■ Verilen Alıştırma A ■
Belge alıntısını iki cümleyle özetleyiniz.

..........

16 Haziran 2017 Cuma

2017 Haziran Ayında Okuduklarım

______________________________________________________________________________
______________________________________________________________________________

2017 HAZİRAN AYI ÖZETİ
______________________________________________________________________________
______________________________________________________________________________


      



______________________________________________________________________________
______________________________________________________________________________



Suzan Defter - Ayfer Tunç
Ayfer Tunç müthiş bir hikaye anlatıcısı. Kitaplarının hemen hepsindeki karakterlerin derinliği oluyor. Karakterleri özümseyerek okuyorsunuz. Bu kitapta farklı bir yapı var. Bir erkek ve bir kadının gözünden anlatılan (günlük) olayları eşzamanlı olarak karşılıklı sayfalarda görüyorsunuz. Yani sağ taraf kadın, sol taraf erkek yazıyor. Ben aynı anda okumayı seçenlerdenim. Dilerseniz önce erkek günlüğünü sonra kadın günlüğünü okuyabilirsiniz.

..........

■ Verilen Alıştırma B ■
Kayıtların ilk satırından başlayınız ve "0,752 -> 1280,861" ifadesini içeren satırdan sonra durunuz. Bu aralıktaki satırları, boş olanları atlayarak, "Sıra" ve "Satır" sütunlarından oluşan bir Markdown tablosuna aktarınız.

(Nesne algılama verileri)
..........

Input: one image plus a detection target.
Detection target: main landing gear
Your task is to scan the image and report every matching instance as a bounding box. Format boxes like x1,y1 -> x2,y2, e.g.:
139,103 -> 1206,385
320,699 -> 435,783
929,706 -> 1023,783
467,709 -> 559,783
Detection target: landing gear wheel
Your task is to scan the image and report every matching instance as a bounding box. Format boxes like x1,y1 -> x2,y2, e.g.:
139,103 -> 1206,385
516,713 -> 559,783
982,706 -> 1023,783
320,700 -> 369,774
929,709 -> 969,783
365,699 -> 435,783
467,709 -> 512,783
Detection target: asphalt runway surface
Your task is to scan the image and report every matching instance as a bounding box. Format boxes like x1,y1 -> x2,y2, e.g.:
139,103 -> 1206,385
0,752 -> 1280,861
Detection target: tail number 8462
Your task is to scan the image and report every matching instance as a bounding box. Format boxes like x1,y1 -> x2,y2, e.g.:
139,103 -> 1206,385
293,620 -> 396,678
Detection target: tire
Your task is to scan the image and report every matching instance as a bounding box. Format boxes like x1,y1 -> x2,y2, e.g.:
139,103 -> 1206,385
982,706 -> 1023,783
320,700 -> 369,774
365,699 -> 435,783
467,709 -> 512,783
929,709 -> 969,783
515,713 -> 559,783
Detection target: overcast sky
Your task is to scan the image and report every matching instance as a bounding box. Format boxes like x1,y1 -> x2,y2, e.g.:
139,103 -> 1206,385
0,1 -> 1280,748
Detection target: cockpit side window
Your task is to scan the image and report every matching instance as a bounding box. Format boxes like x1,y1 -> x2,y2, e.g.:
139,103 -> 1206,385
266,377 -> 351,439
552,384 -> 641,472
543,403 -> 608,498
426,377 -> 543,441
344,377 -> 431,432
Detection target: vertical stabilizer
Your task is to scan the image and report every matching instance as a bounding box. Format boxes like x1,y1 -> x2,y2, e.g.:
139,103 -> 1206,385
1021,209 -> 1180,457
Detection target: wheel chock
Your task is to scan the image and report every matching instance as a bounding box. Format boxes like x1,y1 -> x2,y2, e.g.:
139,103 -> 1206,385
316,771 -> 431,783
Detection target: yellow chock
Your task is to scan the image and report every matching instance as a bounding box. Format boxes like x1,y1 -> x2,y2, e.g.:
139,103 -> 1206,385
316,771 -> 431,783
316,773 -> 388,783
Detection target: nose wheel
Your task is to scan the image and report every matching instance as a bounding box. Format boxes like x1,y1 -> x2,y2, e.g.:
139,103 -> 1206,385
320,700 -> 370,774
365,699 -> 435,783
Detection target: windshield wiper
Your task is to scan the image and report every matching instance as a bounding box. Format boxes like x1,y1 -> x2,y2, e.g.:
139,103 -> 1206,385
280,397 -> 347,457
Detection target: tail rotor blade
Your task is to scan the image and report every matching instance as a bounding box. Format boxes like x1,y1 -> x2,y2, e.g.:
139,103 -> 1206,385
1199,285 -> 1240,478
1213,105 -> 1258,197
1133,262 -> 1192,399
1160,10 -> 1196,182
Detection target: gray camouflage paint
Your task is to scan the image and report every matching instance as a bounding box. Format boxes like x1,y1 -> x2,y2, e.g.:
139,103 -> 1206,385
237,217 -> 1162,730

..........

■ Doğru Yanıt A ■
16 Haziran 2017 tarihli ve 2017 Haziran ayında okunanlara ayrılmış bu alıntıda Ayfer Tunç, kitaplarındaki karakterlerin derinliğiyle öne çıkan müthiş bir hikâye anlatıcısı olarak nitelendirilmektedir. Suzan Defter'de bir erkek ile bir kadının gözünden anlatılan günlük olaylar karşılıklı sayfalarda eşzamanlı olarak yer almaktadır; sağ tarafı kadın, sol tarafı erkek yazmaktadır ve okur bu günlükleri aynı anda ya da önce erkeğin, ardından kadının günlüğü olacak şekilde okuyabilmektedir.

■ Doğru Yanıt B ■
| Sıra | Satır |
|---|---|
| 1 | Input: one image plus a detection target. |
| 2 | Detection target: main landing gear |
| 3 | Your task is to scan the image and report every matching instance as a bounding box. Format boxes like x1,y1 -> x2,y2, e.g.: |
| 4 | 139,103 -> 1206,385 |
| 5 | 320,699 -> 435,783 |
| 6 | 929,706 -> 1023,783 |
| 7 | 467,709 -> 559,783 |
| 8 | Detection target: landing gear wheel |
| 9 | Your task is to scan the image and report every matching instance as a bounding box. Format boxes like x1,y1 -> x2,y2, e.g.: |
| 10 | 139,103 -> 1206,385 |
| 11 | 516,713 -> 559,783 |
| 12 | 982,706 -> 1023,783 |
| 13 | 320,700 -> 369,774 |
| 14 | 929,709 -> 969,783 |
| 15 | 365,699 -> 435,783 |
| 16 | 467,709 -> 512,783 |
| 17 | Detection target: asphalt runway surface |
| 18 | Your task is to scan the image and report every matching instance as a bounding box. Format boxes like x1,y1 -> x2,y2, e.g.: |
| 19 | 139,103 -> 1206,385 |
| 20 | 0,752 -> 1280,861 |